◆ **Task description**
The records below hold a stretch from the line with "Mark the region of every instance of the distant" through the line with "Query: white cloud"; return exactly those lines, ends included, and nothing more.

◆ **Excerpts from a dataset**

----------------

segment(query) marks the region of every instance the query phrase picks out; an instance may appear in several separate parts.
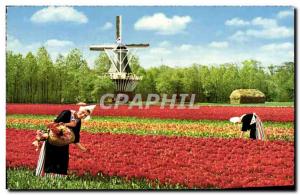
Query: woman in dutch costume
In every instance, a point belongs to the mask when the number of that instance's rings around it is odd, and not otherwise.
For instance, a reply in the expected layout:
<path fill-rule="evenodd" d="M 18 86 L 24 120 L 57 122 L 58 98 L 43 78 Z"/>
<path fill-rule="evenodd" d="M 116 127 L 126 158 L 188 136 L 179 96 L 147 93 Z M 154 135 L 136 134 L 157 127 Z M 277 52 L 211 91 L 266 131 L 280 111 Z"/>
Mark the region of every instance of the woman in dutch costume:
<path fill-rule="evenodd" d="M 247 130 L 250 130 L 250 139 L 266 139 L 263 124 L 257 114 L 247 113 L 240 117 L 232 117 L 230 121 L 233 123 L 242 123 L 240 138 L 243 137 Z"/>
<path fill-rule="evenodd" d="M 71 129 L 72 139 L 69 141 L 85 152 L 87 149 L 80 143 L 81 120 L 88 120 L 94 108 L 95 106 L 85 106 L 80 107 L 79 111 L 64 110 L 50 125 L 54 124 Z M 49 137 L 47 137 L 47 140 L 43 143 L 40 151 L 36 168 L 37 176 L 67 175 L 70 143 L 63 142 L 64 140 L 61 139 L 55 140 L 51 132 L 49 133 Z"/>

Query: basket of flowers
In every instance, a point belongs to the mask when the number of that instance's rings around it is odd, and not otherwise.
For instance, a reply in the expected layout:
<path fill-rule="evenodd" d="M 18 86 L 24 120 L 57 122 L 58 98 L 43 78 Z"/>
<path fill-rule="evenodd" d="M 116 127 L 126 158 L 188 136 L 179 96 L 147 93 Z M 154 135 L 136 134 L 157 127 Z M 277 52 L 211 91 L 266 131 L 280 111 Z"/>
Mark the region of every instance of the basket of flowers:
<path fill-rule="evenodd" d="M 65 125 L 60 125 L 58 123 L 53 123 L 48 125 L 49 128 L 49 138 L 50 144 L 55 146 L 64 146 L 73 143 L 75 140 L 75 135 L 73 131 L 66 127 Z"/>
<path fill-rule="evenodd" d="M 46 141 L 55 146 L 65 146 L 75 140 L 74 132 L 61 123 L 50 123 L 46 130 L 37 130 L 35 141 L 32 143 L 39 148 L 39 142 Z"/>

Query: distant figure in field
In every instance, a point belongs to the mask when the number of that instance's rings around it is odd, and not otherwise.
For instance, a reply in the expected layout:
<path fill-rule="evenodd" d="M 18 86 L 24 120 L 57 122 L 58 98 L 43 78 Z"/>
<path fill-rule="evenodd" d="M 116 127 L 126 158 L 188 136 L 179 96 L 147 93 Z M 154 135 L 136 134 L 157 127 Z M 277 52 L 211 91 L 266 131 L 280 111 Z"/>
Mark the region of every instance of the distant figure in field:
<path fill-rule="evenodd" d="M 250 130 L 251 139 L 265 140 L 263 124 L 257 114 L 248 113 L 240 117 L 232 117 L 229 120 L 233 123 L 242 123 L 240 138 L 247 130 Z"/>

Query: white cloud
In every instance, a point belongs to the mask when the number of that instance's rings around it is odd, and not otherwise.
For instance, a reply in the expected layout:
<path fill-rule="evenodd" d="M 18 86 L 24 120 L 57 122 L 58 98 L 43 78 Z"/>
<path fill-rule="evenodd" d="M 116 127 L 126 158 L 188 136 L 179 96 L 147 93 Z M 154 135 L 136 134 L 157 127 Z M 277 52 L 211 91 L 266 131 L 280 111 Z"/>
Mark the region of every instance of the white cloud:
<path fill-rule="evenodd" d="M 111 29 L 112 27 L 113 27 L 112 23 L 106 22 L 106 23 L 101 27 L 101 29 L 102 29 L 102 30 L 109 30 L 109 29 Z"/>
<path fill-rule="evenodd" d="M 277 26 L 262 30 L 250 29 L 246 31 L 246 35 L 264 39 L 280 39 L 292 37 L 294 35 L 294 30 L 285 26 Z"/>
<path fill-rule="evenodd" d="M 179 46 L 179 49 L 182 51 L 188 51 L 188 50 L 191 50 L 192 48 L 193 48 L 193 46 L 190 44 L 182 44 Z"/>
<path fill-rule="evenodd" d="M 173 16 L 168 18 L 163 13 L 155 13 L 153 16 L 144 16 L 135 24 L 136 30 L 152 30 L 158 34 L 173 35 L 183 32 L 188 23 L 192 21 L 190 16 Z"/>
<path fill-rule="evenodd" d="M 169 53 L 171 53 L 170 48 L 164 48 L 164 47 L 151 48 L 149 52 L 151 54 L 155 54 L 155 55 L 157 55 L 157 54 L 162 55 L 162 54 L 169 54 Z"/>
<path fill-rule="evenodd" d="M 226 20 L 225 25 L 227 26 L 246 26 L 249 25 L 250 22 L 242 20 L 240 18 L 232 18 L 230 20 Z"/>
<path fill-rule="evenodd" d="M 277 17 L 282 19 L 282 18 L 286 18 L 286 17 L 292 17 L 294 16 L 294 12 L 292 10 L 285 10 L 285 11 L 280 11 L 278 14 L 277 14 Z"/>
<path fill-rule="evenodd" d="M 47 7 L 35 12 L 30 20 L 35 23 L 75 22 L 87 23 L 88 18 L 73 7 Z"/>
<path fill-rule="evenodd" d="M 256 17 L 251 21 L 252 25 L 261 26 L 262 28 L 277 27 L 277 21 L 270 18 Z"/>
<path fill-rule="evenodd" d="M 262 18 L 262 17 L 256 17 L 256 18 L 252 19 L 251 21 L 246 21 L 246 20 L 243 20 L 240 18 L 232 18 L 230 20 L 226 20 L 225 25 L 227 25 L 227 26 L 252 25 L 252 26 L 261 26 L 263 28 L 269 28 L 269 27 L 277 26 L 277 21 L 275 19 Z"/>
<path fill-rule="evenodd" d="M 169 41 L 162 41 L 158 44 L 159 47 L 170 47 L 171 43 Z"/>
<path fill-rule="evenodd" d="M 237 31 L 233 35 L 229 37 L 230 40 L 237 41 L 237 42 L 247 42 L 249 38 L 246 36 L 244 31 Z"/>
<path fill-rule="evenodd" d="M 24 43 L 19 39 L 8 35 L 7 50 L 26 55 L 28 52 L 36 53 L 40 47 L 44 46 L 49 52 L 52 60 L 55 60 L 58 54 L 66 55 L 75 44 L 67 40 L 49 39 L 45 42 Z"/>
<path fill-rule="evenodd" d="M 221 49 L 221 48 L 227 48 L 228 45 L 229 44 L 226 41 L 222 41 L 222 42 L 213 41 L 209 44 L 209 47 Z"/>
<path fill-rule="evenodd" d="M 263 38 L 263 39 L 280 39 L 292 37 L 294 29 L 285 26 L 279 26 L 275 19 L 256 17 L 251 20 L 249 28 L 244 31 L 237 31 L 229 37 L 231 40 L 245 42 L 250 38 Z"/>
<path fill-rule="evenodd" d="M 276 39 L 291 37 L 294 35 L 292 28 L 285 26 L 278 26 L 277 21 L 269 18 L 257 17 L 252 20 L 253 25 L 261 26 L 262 29 L 249 29 L 246 34 L 253 37 L 265 38 L 265 39 Z"/>
<path fill-rule="evenodd" d="M 43 45 L 50 53 L 53 60 L 55 60 L 59 54 L 67 55 L 72 48 L 78 48 L 72 41 L 58 39 L 49 39 L 45 41 Z"/>
<path fill-rule="evenodd" d="M 15 48 L 22 47 L 22 43 L 14 36 L 7 35 L 7 50 L 14 50 Z"/>
<path fill-rule="evenodd" d="M 261 48 L 261 50 L 264 51 L 291 51 L 293 52 L 294 50 L 294 44 L 290 43 L 290 42 L 285 42 L 285 43 L 271 43 L 271 44 L 266 44 L 263 45 Z"/>
<path fill-rule="evenodd" d="M 50 39 L 45 42 L 46 47 L 72 47 L 74 43 L 72 41 L 66 40 L 57 40 L 57 39 Z"/>
<path fill-rule="evenodd" d="M 52 40 L 52 41 L 51 41 Z M 71 41 L 51 39 L 43 43 L 25 44 L 22 41 L 8 36 L 8 45 L 17 46 L 13 51 L 27 54 L 29 51 L 36 52 L 42 45 L 46 46 L 50 56 L 53 60 L 57 55 L 66 55 L 72 49 Z M 56 41 L 53 41 L 56 40 Z M 51 44 L 49 44 L 51 43 Z M 59 43 L 59 44 L 58 44 Z M 67 43 L 67 44 L 63 44 Z M 220 43 L 220 42 L 216 42 Z M 50 46 L 51 47 L 50 47 Z M 75 45 L 75 44 L 74 44 Z M 214 45 L 214 44 L 213 44 Z M 222 45 L 222 44 L 220 44 Z M 224 44 L 225 45 L 225 44 Z M 88 47 L 80 47 L 84 58 L 88 61 L 90 67 L 93 66 L 94 60 L 99 53 L 90 52 Z M 168 41 L 163 41 L 157 45 L 152 45 L 150 48 L 137 50 L 136 55 L 139 56 L 141 66 L 149 68 L 159 66 L 162 63 L 169 66 L 190 66 L 193 63 L 198 64 L 224 64 L 224 63 L 239 63 L 247 59 L 255 59 L 262 62 L 263 65 L 280 64 L 284 61 L 293 61 L 293 43 L 272 43 L 256 48 L 248 47 L 246 44 L 242 47 L 230 45 L 228 49 L 219 50 L 205 45 L 191 45 L 191 44 L 173 44 Z"/>
<path fill-rule="evenodd" d="M 170 43 L 171 44 L 171 43 Z M 220 44 L 222 45 L 222 44 Z M 226 45 L 226 44 L 224 44 Z M 183 49 L 184 48 L 184 49 Z M 265 49 L 262 49 L 265 48 Z M 275 49 L 272 49 L 275 48 Z M 193 63 L 213 65 L 224 63 L 240 63 L 247 59 L 262 62 L 263 65 L 280 64 L 285 61 L 293 61 L 292 45 L 288 43 L 261 46 L 242 47 L 230 46 L 226 50 L 219 50 L 206 45 L 171 44 L 171 47 L 160 47 L 159 44 L 150 49 L 137 51 L 141 66 L 149 68 L 159 66 L 162 63 L 175 67 L 190 66 Z M 157 51 L 157 52 L 151 52 Z M 167 51 L 167 52 L 164 52 Z"/>
<path fill-rule="evenodd" d="M 43 43 L 40 43 L 40 42 L 30 43 L 25 46 L 23 44 L 23 47 L 25 48 L 26 53 L 28 53 L 29 51 L 37 51 L 38 48 L 40 48 L 42 46 L 43 46 Z M 23 53 L 23 52 L 21 52 L 21 53 Z"/>
<path fill-rule="evenodd" d="M 34 42 L 30 44 L 24 44 L 22 43 L 18 38 L 12 36 L 12 35 L 7 35 L 7 42 L 6 42 L 6 49 L 9 51 L 14 51 L 18 52 L 21 54 L 27 54 L 29 51 L 36 51 L 39 47 L 42 46 L 40 42 Z"/>
<path fill-rule="evenodd" d="M 288 57 L 290 58 L 290 59 L 294 59 L 294 57 L 295 57 L 295 52 L 294 51 L 288 51 Z"/>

----------------

◆ **Solution to the exercise**
Mark the region of every instance of the distant figure in field:
<path fill-rule="evenodd" d="M 250 130 L 251 139 L 265 140 L 263 124 L 257 114 L 248 113 L 240 117 L 232 117 L 229 120 L 233 123 L 242 123 L 240 138 L 247 130 Z"/>

Query: white cloud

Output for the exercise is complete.